### Stated goal
Revise the passage on Amar Chitra Katha. Write it out from the words containing "The stories have" through the words "can co-exist simultaneously.", and put "inaccurate" in place of "distorted".

* Begin Selected text *

By the late 1970s, it was selling 5 million copies a year and had a peak circulation of about 700,000 a month. India Book House started to bring out at least one comic book a month by 1975, and sometimes as many as three. While Pai initially wrote the first few stories himself, he soon hired a core team of writers and editors, which included Subba Rao, Luis Fernandes and Kamala Chandrakant, who were responsible for the attempt at authenticity and balanced portrayal of history in comic books that became the hallmark of Amar Chitra Katha. Writers like Margie Sastry, Debrani Mitra and C.R Sharma also joined the creative team of Amar Chitra Katha, with Anant Pai taking on the role of editor and co-writer on most scripts. The notable illustrators were Ram Waeerkar, who illustrated the very first issue of Amar Chitra Katha, Krishna, Dilip Kadam, C. M. Vitankar, Sanjeev Waeerkar, Souren Roy, C.D Rane, Ashok Dongre, V.B. Halbe, Jeffrey Fowler, Pratap Mullick and Yusuf Lien aka Yusuf Bangalorewala.

Criticism 
American scholar Jeremy Stoll has noted that, "As the earliest indigenous comic books in India, the Amar Chitra Katha series set a strong precedent, one which has dictated comics content and style for decades since". On the other hand, he noted the series' promotion of "nationalism", and lamented that "as the most widely published and read Indian comics, books from this series are the ones that most scholars [of Indian comics] have focused upon, to the detriment of understanding the wider context of India's comics, storytelling, and visual cultures".

The stories have often been in the past criticised as distorted depictions of history. Another criticism is that comic books, by their very nature, do not reflect the richness and complexity of the oral tradition of Indian mythology in which multiple versions of a story can co-exist simultaneously.

* End Selected text *
* Begin Records *

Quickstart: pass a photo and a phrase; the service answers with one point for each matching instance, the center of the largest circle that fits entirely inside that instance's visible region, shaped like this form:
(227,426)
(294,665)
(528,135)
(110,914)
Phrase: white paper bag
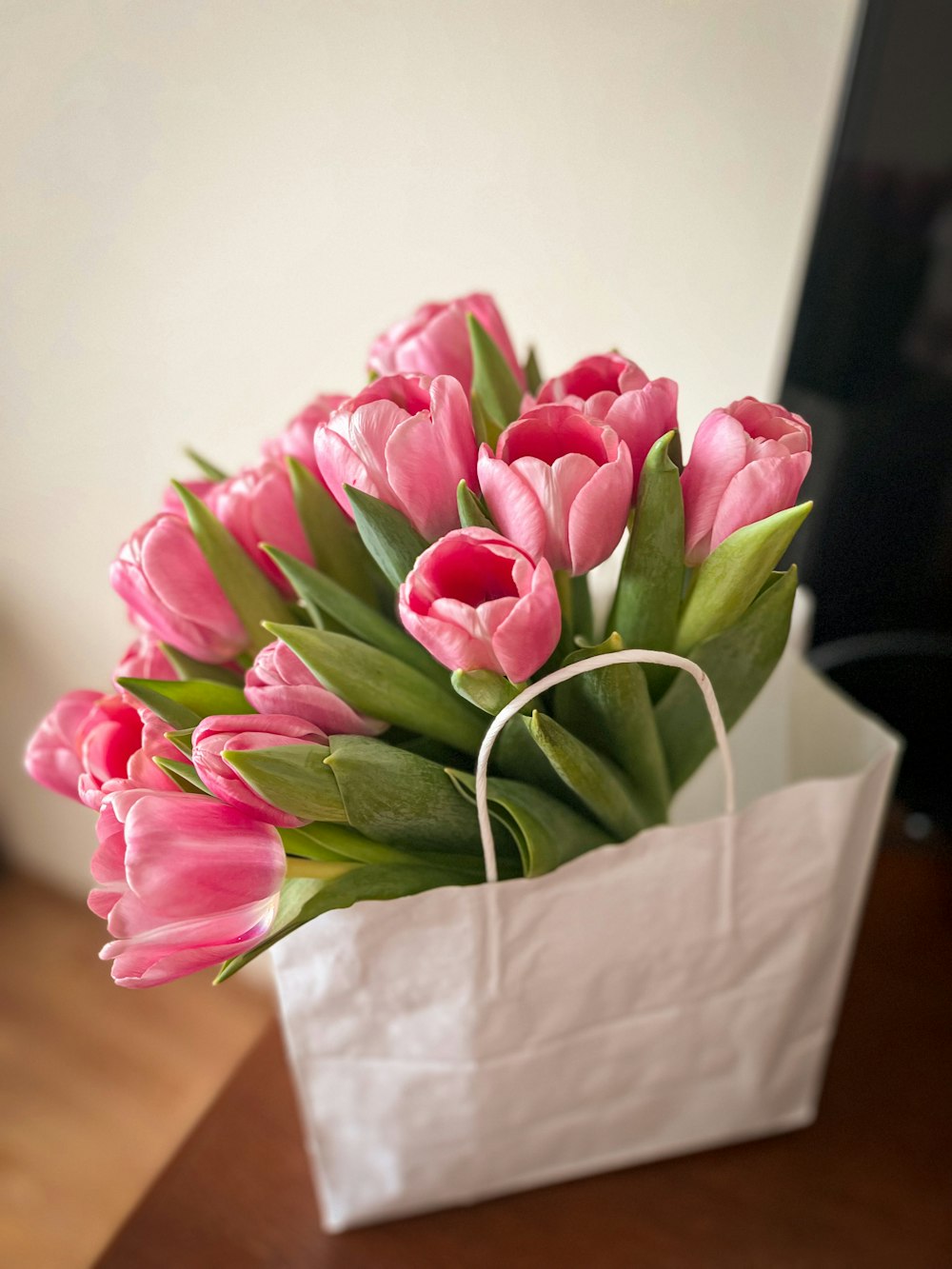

* End Records *

### Complete response
The stories have often been in the past criticised as inaccurate depictions of history. Another criticism is that comic books, by their very nature, do not reflect the richness and complexity of the oral tradition of Indian mythology in which multiple versions of a story can co-exist simultaneously.